What follows are records. Restate all of them word for word.

+--

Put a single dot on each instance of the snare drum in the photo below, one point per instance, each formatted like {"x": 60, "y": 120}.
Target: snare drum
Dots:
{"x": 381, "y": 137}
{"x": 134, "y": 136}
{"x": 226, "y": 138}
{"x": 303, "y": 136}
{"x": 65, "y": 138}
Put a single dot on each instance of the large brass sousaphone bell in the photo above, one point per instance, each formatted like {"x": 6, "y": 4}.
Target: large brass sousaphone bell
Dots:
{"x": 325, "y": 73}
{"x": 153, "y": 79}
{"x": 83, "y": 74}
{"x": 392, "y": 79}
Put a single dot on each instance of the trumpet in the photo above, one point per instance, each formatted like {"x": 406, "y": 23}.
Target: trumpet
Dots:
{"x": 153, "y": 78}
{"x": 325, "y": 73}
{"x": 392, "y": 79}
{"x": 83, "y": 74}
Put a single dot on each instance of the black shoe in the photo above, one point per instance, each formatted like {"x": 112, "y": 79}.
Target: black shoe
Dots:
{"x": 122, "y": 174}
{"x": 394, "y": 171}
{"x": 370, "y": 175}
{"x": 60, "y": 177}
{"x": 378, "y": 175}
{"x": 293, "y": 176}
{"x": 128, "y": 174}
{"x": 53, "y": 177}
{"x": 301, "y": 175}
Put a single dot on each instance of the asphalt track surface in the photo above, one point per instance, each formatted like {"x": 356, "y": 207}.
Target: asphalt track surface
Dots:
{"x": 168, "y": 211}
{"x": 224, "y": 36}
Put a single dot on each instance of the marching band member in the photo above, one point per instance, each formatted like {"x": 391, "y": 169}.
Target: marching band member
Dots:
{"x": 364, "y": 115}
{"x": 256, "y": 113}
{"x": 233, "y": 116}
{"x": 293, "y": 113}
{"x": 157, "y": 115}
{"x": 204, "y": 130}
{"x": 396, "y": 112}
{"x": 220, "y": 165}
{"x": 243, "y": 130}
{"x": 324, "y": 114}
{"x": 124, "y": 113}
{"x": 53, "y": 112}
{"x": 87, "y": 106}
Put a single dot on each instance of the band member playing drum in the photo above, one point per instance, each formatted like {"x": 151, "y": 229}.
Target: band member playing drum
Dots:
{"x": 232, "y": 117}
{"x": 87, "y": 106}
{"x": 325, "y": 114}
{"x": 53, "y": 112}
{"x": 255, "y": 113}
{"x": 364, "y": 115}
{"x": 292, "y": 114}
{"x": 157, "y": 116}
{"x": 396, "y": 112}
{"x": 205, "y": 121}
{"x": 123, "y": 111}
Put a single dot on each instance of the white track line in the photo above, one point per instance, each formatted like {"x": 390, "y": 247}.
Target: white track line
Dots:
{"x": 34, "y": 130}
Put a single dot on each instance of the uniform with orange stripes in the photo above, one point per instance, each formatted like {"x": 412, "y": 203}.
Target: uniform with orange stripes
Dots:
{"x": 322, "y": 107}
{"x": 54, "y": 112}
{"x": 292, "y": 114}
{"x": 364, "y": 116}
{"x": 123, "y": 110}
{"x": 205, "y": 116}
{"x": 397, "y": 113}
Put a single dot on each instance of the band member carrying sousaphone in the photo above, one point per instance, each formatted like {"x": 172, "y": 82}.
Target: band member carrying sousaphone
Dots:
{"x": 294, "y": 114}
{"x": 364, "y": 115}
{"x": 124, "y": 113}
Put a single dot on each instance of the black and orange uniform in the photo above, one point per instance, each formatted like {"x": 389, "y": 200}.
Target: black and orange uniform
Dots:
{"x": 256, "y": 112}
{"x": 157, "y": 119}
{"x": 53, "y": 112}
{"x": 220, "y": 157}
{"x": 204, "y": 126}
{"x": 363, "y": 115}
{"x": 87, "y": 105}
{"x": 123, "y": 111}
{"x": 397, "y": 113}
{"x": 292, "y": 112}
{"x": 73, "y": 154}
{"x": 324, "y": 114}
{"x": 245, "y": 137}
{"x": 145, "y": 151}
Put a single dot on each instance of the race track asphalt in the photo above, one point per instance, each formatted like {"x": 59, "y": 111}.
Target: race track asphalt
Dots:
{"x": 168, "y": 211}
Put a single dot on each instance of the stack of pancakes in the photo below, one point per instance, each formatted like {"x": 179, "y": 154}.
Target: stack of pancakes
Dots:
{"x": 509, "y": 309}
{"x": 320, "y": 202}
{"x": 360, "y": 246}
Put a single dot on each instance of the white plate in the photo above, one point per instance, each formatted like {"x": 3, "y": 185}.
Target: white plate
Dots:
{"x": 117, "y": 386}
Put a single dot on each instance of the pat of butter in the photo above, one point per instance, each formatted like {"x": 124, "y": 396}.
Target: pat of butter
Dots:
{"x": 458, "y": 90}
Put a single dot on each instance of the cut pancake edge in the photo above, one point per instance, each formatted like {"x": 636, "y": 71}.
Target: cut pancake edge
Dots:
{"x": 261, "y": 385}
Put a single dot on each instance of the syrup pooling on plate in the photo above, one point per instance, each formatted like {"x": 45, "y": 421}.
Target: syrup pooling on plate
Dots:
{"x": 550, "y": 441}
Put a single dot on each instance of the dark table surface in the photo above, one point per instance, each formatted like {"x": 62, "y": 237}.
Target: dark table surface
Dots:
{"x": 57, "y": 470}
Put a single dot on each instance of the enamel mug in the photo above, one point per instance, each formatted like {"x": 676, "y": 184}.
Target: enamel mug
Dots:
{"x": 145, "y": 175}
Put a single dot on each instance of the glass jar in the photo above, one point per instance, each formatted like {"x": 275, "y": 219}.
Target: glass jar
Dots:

+--

→ **Task output**
Put a single dot on each instance of the snare drum in the photo below, one point per instance, each formatted like {"x": 60, "y": 120}.
Target: snare drum
Dots:
{"x": 381, "y": 137}
{"x": 134, "y": 136}
{"x": 226, "y": 138}
{"x": 303, "y": 136}
{"x": 65, "y": 138}
Put a single dot on each instance of the large brass sousaphone bell in the photo above, one point per instance, each formatted like {"x": 6, "y": 4}.
Target: large brass sousaphone bell
Dots:
{"x": 325, "y": 73}
{"x": 153, "y": 79}
{"x": 83, "y": 74}
{"x": 392, "y": 79}
Put a single dot on each instance of the trumpet in the photo above, one point per instance, each formatted like {"x": 406, "y": 23}.
Target: trumpet
Dots:
{"x": 153, "y": 78}
{"x": 325, "y": 73}
{"x": 392, "y": 79}
{"x": 83, "y": 74}
Put a single dot on each instance of the black shoe in the photo above, one point per instance, each formatted like {"x": 112, "y": 79}.
Target: black shoe
Dots:
{"x": 122, "y": 174}
{"x": 394, "y": 171}
{"x": 370, "y": 175}
{"x": 60, "y": 177}
{"x": 378, "y": 175}
{"x": 293, "y": 176}
{"x": 128, "y": 174}
{"x": 53, "y": 177}
{"x": 301, "y": 175}
Put a single dot on each instance of the asphalt track surface in the photo above, one point per instance, each formatted like {"x": 356, "y": 207}.
Target: asphalt track surface
Dots:
{"x": 168, "y": 211}
{"x": 224, "y": 36}
Put a single dot on each instance of the marching band member in the photo above, one point per instance, each formatted like {"x": 391, "y": 169}.
Target: marching band member
Dots:
{"x": 364, "y": 115}
{"x": 256, "y": 113}
{"x": 233, "y": 116}
{"x": 293, "y": 113}
{"x": 157, "y": 115}
{"x": 204, "y": 130}
{"x": 396, "y": 112}
{"x": 220, "y": 165}
{"x": 243, "y": 130}
{"x": 324, "y": 114}
{"x": 124, "y": 113}
{"x": 53, "y": 112}
{"x": 87, "y": 106}
Put a single dot on each instance of the band member playing drum in the photo above, one point per instance, each formatted like {"x": 151, "y": 229}.
Target: band member playing drum
Dots:
{"x": 232, "y": 117}
{"x": 87, "y": 106}
{"x": 325, "y": 114}
{"x": 53, "y": 112}
{"x": 255, "y": 113}
{"x": 364, "y": 115}
{"x": 292, "y": 114}
{"x": 157, "y": 116}
{"x": 396, "y": 112}
{"x": 205, "y": 121}
{"x": 123, "y": 111}
Put a single dot on each instance of the white track line in the photo above, one point per instance, each formatted like {"x": 390, "y": 247}.
Target: white track line
Dots:
{"x": 34, "y": 130}
Put a single dot on each instance of the uniform with orange stripes in the photo above, one point per instance, each formatted like {"x": 412, "y": 203}.
Target: uniform with orange stripes
Dots:
{"x": 322, "y": 107}
{"x": 54, "y": 112}
{"x": 292, "y": 114}
{"x": 364, "y": 116}
{"x": 123, "y": 110}
{"x": 205, "y": 116}
{"x": 397, "y": 113}
Put a single dot on each instance of the band member carrying sousaphone in the photo above, one point per instance, each formatted like {"x": 172, "y": 82}.
Target: band member carrying sousaphone
Dots:
{"x": 294, "y": 114}
{"x": 364, "y": 115}
{"x": 124, "y": 113}
Put a single dot on each instance of the black and orange uniform in the photo above, one point per instance, each formatted like {"x": 389, "y": 200}.
Target: black and orange uniform
Dots:
{"x": 256, "y": 112}
{"x": 157, "y": 119}
{"x": 53, "y": 112}
{"x": 220, "y": 157}
{"x": 204, "y": 126}
{"x": 363, "y": 115}
{"x": 87, "y": 105}
{"x": 123, "y": 111}
{"x": 397, "y": 113}
{"x": 292, "y": 112}
{"x": 73, "y": 154}
{"x": 324, "y": 114}
{"x": 245, "y": 137}
{"x": 145, "y": 151}
Put a single dot on each instance of the race track asphalt in the photo above, one point per instance, each formatted like {"x": 59, "y": 111}.
Target: race track asphalt
Dots:
{"x": 168, "y": 211}
Put a single dot on each instance of the stack of pancakes in the photo below, one point per instance, each formatted like {"x": 179, "y": 154}.
Target: stack of pancakes
Dots:
{"x": 509, "y": 309}
{"x": 320, "y": 202}
{"x": 360, "y": 246}
Put a single dot on each instance of the white plate in the photo above, one point per instance, each formatted like {"x": 3, "y": 185}.
Target: white plate
Dots:
{"x": 117, "y": 386}
Put a single dot on each instance of the pat of butter in the photo above, one point per instance, each formatted like {"x": 124, "y": 396}.
Target: pat of butter
Dots:
{"x": 458, "y": 90}
Put a single dot on each instance of the cut pancake edge in the photo above, one point per instance, each formatted like {"x": 636, "y": 71}.
Target: cut pancake edge
Dots:
{"x": 261, "y": 385}
Put a single dot on each instance of the syrup pooling on plate in the photo above, one point per instance, each formatted like {"x": 45, "y": 421}.
Target: syrup pooling on plate
Dots:
{"x": 550, "y": 441}
Put a single dot on each instance of the dark table surface in the photo above, one point per instance, each formatted like {"x": 62, "y": 237}.
Target: dark table surface
Dots:
{"x": 57, "y": 470}
Put a single dot on each instance of the enamel mug in the photo above, one point per instance, each formatted like {"x": 676, "y": 184}.
Target: enamel mug
Dots:
{"x": 145, "y": 175}
Put a single dot on each instance of the glass jar in the photo above, one point per instance, each formatted like {"x": 275, "y": 219}.
Target: glass jar
Dots:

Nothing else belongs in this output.